**Written exercise**
Please reproduce the lines of each item below, word for word, without the pictures.

**Data supplied**
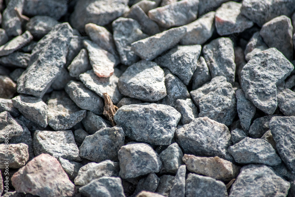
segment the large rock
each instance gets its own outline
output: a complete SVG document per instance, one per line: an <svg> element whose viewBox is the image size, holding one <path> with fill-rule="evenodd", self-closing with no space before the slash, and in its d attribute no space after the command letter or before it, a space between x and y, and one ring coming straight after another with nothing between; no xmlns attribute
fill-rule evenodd
<svg viewBox="0 0 295 197"><path fill-rule="evenodd" d="M143 103L121 107L114 120L125 135L137 141L168 145L174 136L180 114L171 107Z"/></svg>
<svg viewBox="0 0 295 197"><path fill-rule="evenodd" d="M241 74L241 86L246 98L258 108L272 114L277 106L276 85L294 69L291 63L275 48L256 53Z"/></svg>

**Solution below**
segment the large rock
each instance gets its own outline
output: a complete SVG document per instance, one per line: an <svg> element whose viewBox is the image size, holding one <path> with fill-rule="evenodd", self-closing with no space before the slash, and in its d attribute no space after the command letter or before it, a space between x and y, and one ring coming straight after another with nothing between; no xmlns attribute
fill-rule evenodd
<svg viewBox="0 0 295 197"><path fill-rule="evenodd" d="M143 103L121 107L114 120L125 135L137 141L168 145L174 136L180 114L171 107Z"/></svg>
<svg viewBox="0 0 295 197"><path fill-rule="evenodd" d="M241 74L241 86L246 98L258 108L272 114L277 106L276 85L294 69L291 63L275 48L256 53Z"/></svg>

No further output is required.